**Reading passage**
[start]

Design Of Pencil Element Glow Plugs

Except for the heater element, the design of a quick-start pencil element glow plug is the same as that of a pencil element glow plug. The heater element consists of a heater and control coil connected in series.

When the glow system is switched on, each glow plug will be subject to a current of approximately 30 amps. The glow plug is heated very quickly by heater coil. With increasing temperature, the control coil increases its resistance and limits the current to approximately 815 amps. This will protect the glow plug against overloads.

While there is no scheduled replacement interval for glow plugs, they are often forgotten until they go bad. That is why I, personally, recommend replacing them every 60,000 miles. If the winters get as cold as they do in here in Minnesota, you will like knowing that your glow plugs are not going to crap out when it's 40 degrees below zero.

Chrysler Vehicles

Some Chrysler vehicles equipped with an optional diesel engine do not use glow plugs; they use an Intake Manifold Air Heater Grid to heat the air going into the cylinders. In the instrument cluster there is a Wait-To-Start lamp. The Wait-To-Start lamp gives an indication that the conditions for easiest starting of the diesel engine have not yet been achieved. The Powertrain Control Module (PCM) lights the Wait-to-Start lamp in the instrument cluster after the ignition switch is turned to the ON position.

[end]

**A series of records**
[start]

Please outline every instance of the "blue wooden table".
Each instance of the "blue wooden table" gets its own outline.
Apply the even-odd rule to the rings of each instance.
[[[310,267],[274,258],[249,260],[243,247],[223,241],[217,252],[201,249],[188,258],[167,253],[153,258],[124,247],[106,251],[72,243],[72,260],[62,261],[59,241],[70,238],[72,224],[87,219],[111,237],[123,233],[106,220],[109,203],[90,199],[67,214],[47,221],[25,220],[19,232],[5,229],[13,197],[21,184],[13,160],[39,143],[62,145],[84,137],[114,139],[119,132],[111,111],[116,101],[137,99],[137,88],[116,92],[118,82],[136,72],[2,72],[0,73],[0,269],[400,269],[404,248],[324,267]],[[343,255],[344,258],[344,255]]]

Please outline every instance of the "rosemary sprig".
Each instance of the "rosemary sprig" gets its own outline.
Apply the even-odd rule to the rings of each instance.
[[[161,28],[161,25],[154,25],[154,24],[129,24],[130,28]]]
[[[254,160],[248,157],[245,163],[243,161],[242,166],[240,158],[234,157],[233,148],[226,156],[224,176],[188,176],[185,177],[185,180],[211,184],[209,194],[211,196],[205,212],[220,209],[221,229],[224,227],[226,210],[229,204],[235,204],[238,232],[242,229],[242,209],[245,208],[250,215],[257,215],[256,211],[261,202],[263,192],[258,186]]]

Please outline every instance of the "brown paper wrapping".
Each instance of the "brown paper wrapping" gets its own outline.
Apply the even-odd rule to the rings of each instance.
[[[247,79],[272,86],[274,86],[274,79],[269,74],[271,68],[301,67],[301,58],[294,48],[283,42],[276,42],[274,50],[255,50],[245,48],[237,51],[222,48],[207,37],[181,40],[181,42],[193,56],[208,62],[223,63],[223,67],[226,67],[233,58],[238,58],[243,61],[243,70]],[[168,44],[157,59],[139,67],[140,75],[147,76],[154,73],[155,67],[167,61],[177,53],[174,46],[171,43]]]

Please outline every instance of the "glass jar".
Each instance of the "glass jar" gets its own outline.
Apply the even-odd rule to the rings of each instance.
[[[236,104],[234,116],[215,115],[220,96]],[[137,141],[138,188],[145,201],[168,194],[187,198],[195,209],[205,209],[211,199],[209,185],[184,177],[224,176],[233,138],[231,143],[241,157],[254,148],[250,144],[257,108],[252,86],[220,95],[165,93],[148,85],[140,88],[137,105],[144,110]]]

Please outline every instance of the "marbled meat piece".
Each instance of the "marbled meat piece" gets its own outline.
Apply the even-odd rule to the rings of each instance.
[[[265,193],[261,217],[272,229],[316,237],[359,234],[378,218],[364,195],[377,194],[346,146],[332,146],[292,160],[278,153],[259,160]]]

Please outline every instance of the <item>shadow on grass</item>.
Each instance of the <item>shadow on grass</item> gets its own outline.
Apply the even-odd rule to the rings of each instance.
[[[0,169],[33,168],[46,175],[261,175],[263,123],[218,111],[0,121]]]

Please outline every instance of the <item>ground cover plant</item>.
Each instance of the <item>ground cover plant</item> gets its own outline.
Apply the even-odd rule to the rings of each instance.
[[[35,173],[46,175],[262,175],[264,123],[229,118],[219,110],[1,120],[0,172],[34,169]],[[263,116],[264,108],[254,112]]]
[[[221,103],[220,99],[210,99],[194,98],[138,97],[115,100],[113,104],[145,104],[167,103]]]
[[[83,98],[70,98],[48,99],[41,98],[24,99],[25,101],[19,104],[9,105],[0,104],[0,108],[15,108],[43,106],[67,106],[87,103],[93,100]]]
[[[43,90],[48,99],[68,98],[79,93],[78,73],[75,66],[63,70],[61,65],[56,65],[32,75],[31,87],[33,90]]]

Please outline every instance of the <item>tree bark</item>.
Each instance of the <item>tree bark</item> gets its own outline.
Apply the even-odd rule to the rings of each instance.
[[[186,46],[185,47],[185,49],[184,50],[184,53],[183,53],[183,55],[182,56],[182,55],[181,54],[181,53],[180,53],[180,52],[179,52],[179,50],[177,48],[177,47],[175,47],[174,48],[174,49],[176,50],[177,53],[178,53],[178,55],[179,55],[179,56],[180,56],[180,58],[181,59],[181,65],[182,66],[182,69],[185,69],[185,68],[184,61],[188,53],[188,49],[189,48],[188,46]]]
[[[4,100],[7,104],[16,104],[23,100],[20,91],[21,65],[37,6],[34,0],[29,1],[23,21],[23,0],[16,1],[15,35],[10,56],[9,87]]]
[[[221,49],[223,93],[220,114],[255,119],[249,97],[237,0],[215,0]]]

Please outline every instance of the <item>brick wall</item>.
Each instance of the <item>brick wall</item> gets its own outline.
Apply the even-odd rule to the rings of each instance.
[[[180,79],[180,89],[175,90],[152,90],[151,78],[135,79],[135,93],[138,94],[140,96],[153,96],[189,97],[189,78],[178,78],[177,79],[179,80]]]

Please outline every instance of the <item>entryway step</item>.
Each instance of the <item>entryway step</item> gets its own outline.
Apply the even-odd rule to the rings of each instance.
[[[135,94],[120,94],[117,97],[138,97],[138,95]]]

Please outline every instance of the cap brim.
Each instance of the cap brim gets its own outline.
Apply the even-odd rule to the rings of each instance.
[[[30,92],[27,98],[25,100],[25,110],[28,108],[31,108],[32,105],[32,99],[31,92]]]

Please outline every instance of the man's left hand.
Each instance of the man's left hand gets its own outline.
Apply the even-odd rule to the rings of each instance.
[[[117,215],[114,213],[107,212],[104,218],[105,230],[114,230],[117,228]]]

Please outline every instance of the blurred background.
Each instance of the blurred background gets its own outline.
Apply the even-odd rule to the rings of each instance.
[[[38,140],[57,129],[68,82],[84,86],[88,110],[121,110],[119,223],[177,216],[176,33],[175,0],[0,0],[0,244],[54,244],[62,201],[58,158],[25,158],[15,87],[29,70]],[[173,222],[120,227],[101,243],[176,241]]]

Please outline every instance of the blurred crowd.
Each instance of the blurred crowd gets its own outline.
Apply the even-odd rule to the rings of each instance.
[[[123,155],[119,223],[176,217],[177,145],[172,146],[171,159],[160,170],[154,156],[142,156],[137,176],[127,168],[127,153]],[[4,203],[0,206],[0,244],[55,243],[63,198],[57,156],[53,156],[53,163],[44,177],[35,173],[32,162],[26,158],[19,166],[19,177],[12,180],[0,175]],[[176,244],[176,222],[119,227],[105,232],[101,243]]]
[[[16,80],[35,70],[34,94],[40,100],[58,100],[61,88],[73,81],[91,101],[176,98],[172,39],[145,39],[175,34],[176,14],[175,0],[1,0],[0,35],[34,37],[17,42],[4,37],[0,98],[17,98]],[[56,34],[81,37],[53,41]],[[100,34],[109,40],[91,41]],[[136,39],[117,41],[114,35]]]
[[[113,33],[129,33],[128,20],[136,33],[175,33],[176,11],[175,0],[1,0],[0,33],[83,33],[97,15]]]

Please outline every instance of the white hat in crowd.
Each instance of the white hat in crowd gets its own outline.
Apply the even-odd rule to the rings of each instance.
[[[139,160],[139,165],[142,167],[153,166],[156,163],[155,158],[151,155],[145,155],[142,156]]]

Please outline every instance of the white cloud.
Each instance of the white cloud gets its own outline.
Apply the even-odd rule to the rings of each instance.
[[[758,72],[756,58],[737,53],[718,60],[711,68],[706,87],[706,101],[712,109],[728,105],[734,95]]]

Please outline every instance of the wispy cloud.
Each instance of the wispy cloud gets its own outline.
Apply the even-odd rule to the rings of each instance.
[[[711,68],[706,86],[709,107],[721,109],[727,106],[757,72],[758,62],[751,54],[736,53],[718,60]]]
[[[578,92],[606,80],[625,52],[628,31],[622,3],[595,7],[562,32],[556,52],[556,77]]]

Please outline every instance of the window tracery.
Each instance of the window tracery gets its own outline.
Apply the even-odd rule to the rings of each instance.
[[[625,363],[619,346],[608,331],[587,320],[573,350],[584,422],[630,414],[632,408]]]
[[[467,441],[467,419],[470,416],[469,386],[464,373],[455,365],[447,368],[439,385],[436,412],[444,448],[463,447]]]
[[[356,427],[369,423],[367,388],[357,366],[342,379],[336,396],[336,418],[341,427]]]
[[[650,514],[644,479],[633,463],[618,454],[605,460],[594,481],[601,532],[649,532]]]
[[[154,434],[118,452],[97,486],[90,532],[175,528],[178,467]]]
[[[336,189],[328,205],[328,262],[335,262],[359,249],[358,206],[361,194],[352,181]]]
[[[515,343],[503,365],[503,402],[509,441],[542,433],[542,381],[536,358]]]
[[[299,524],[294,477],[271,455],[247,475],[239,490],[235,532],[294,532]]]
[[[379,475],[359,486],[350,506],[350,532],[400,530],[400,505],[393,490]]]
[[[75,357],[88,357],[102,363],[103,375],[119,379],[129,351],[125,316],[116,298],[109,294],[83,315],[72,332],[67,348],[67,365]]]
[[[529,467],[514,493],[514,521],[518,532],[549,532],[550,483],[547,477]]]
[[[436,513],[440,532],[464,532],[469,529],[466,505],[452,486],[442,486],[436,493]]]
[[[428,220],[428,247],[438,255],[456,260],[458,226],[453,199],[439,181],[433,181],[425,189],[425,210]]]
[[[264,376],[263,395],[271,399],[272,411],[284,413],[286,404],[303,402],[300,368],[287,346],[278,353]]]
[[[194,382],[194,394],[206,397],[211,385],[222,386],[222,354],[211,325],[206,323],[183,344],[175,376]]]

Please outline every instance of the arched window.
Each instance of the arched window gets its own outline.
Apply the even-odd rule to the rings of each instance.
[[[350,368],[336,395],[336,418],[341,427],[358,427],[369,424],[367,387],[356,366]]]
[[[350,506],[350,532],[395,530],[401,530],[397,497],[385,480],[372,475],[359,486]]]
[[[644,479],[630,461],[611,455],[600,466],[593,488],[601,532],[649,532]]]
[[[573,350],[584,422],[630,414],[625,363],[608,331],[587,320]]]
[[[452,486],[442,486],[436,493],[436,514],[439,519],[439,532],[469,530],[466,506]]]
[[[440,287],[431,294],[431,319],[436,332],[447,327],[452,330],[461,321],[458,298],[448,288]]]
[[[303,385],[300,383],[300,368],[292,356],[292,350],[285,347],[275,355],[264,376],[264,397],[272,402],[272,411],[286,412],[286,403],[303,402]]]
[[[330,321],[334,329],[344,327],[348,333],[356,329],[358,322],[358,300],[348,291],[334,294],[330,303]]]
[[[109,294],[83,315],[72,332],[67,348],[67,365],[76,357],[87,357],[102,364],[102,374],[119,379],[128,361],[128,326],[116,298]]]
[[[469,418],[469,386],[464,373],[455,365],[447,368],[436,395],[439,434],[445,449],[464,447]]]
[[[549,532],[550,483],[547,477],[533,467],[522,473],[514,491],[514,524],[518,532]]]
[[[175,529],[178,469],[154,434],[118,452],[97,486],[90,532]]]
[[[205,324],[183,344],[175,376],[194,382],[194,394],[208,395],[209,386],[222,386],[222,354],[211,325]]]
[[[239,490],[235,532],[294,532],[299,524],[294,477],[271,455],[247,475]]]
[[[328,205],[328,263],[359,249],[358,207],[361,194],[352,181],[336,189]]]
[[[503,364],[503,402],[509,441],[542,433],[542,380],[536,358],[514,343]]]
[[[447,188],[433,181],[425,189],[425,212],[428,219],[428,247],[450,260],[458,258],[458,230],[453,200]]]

[end]

**Given task A**
In the glow plug text, why does the writer recommend replacing glow plugs every 60,000 miles?
**Given task B**
Extract the rows from the line with "Please outline every instance of the <item>entryway" to the line with "[[[135,94],[120,94],[117,97],[138,97],[138,95]]]", including both of those lines.
The glow plug text and the rows are separate material.

**Finished answer A**
There is no scheduled replacement interval for glow plugs, so they are often forgotten until they go bad. Replacing them every 60,000 miles means they won't fail in very cold weather, like 40 degrees below zero.

**Finished answer B**
Please outline every instance of the <item>entryway step</item>.
Each instance of the <item>entryway step</item> gets its own outline.
Apply the even-odd rule to the rings of each instance.
[[[135,94],[120,94],[117,97],[138,97],[138,95]]]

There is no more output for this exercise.